Nel testo sul risarcimento per tardiva diagnosi, a chi spetta determinare l'ammontare del danno?

ESTRATTO DEL DOCUMENTO
══════════

IL RISARCIMENTO DEL DANNO DA TARDIVA DIAGNOSI DELLA PATOLOGIA INFAUSTA DIPENDE DALL’ETÀ DEL PAZIENTE E DALL’ENTITÀ DEL RITARDO
La moglie e la figlia di un uomo deceduto per adenocarcinoma polmonare citavano in giudizio i medici per ottenere il risarcimento del danno per la tardiva diagnosi della malattia e per la violazione del diritto del congiunto di determinarsi liberamente nella scelta dei percorsi esistenziali in una condizione di vita affetta da patologia ad esito certamente infausto.
La Corte d’Appello, rideterminava in diminuzione la somma liquidata dal Tribunale.
Le due donne, dunque, ricorrevano per Cassazione.
La Suprema Corte, richiamando un principio diffuso in giurisprudenza, considerava tale profilo di danno autonomamente risarcibile.
Veniva evidenziato, tuttavia, coma la determinazione dell’ammontare dello stesso, spettasse però al giudice di merito, per mezzo di una liquidazione in via equitativa del danno ex art. 1226 c.c..

══════════

ESTRATTI DELLE RIGHE
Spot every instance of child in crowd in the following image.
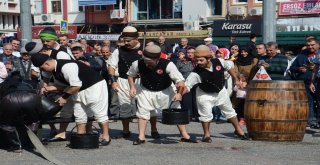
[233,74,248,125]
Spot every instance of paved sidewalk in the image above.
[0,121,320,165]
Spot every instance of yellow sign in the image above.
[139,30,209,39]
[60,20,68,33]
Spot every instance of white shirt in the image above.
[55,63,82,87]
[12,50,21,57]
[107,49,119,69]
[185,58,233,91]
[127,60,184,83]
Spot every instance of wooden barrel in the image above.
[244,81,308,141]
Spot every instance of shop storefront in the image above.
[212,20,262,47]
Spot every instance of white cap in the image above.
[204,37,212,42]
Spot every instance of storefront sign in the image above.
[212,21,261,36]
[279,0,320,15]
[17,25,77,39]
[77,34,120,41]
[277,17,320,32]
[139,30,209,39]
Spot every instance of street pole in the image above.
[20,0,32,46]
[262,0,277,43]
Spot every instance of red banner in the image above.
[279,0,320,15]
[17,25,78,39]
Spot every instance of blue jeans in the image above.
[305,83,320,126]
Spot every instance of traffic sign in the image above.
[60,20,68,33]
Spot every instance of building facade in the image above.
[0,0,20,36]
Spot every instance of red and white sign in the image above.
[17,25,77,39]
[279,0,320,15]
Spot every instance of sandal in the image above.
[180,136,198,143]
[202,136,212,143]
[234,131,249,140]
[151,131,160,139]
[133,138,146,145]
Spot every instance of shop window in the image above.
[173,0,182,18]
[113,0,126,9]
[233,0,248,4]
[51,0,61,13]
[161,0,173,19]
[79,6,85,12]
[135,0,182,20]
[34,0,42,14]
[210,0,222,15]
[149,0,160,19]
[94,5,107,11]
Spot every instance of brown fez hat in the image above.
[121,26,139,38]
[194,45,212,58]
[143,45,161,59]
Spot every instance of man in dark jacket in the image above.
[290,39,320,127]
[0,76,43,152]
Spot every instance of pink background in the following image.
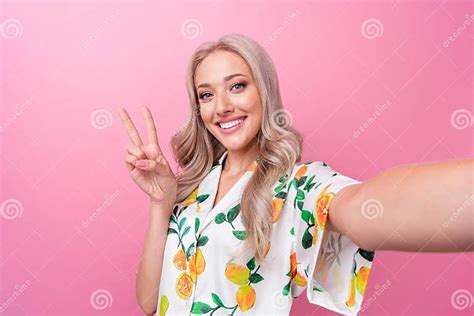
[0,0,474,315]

══════════

RISULTATO ATTESO
Al giudice di merito, con una liquidazione in via equitativa ex art. 1226 c.c.